What you should do. Pull out the part of the interview excerpt from "DS: How did" up to and including "the Street (1955)", word for word.

Among the many actors who worked for him
were Peter Cushing, Christopher Lee, Vincent Price, Boris Karloff, Donald
Pleasence, Klaus Kinski, Barbara Steele, Julie Ege, Raquel Welsh and...er,
Norman Wisdom. This interviews covers his career from his early days as
a ABC cinema manager, through distributing the first Bardot movies to
his last film as an independent producer, Pete Walker's seminal Frightmare.
DS: How did you first meet Michael Klinger? TT:
I was Publicity Manager for a firm called Miracle Films, it was a small
firm but well established with the press. The name Miracle Films was an
anagram of the three partner's names, more or less, and the obvious catchphrase
of course was "If it's a good film, it's a Miracle," so I avoided
that! We had a film opening at one of the Cameo cinemas with Brigitte
Bardot. Miracle had her first three main films and I saw the first one
which was called La Lumiere d'en Face- The Light Across the Street (1955)

Provided data.
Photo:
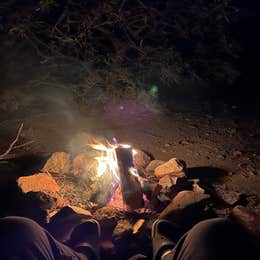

Exercise solution.
DS: How did you first meet Michael Klinger? TT:
I was Publicity Manager for a firm called Miracle Films, it was a small
firm but well established with the press. The name Miracle Films was an
anagram of the three partner's names, more or less, and the obvious catchphrase
of course was "If it's a good film, it's a Miracle," so I avoided
that! We had a film opening at one of the Cameo cinemas with Brigitte
Bardot. Miracle had her first three main films and I saw the first one
which was called La Lumiere d'en Face- The Light Across the Street (1955)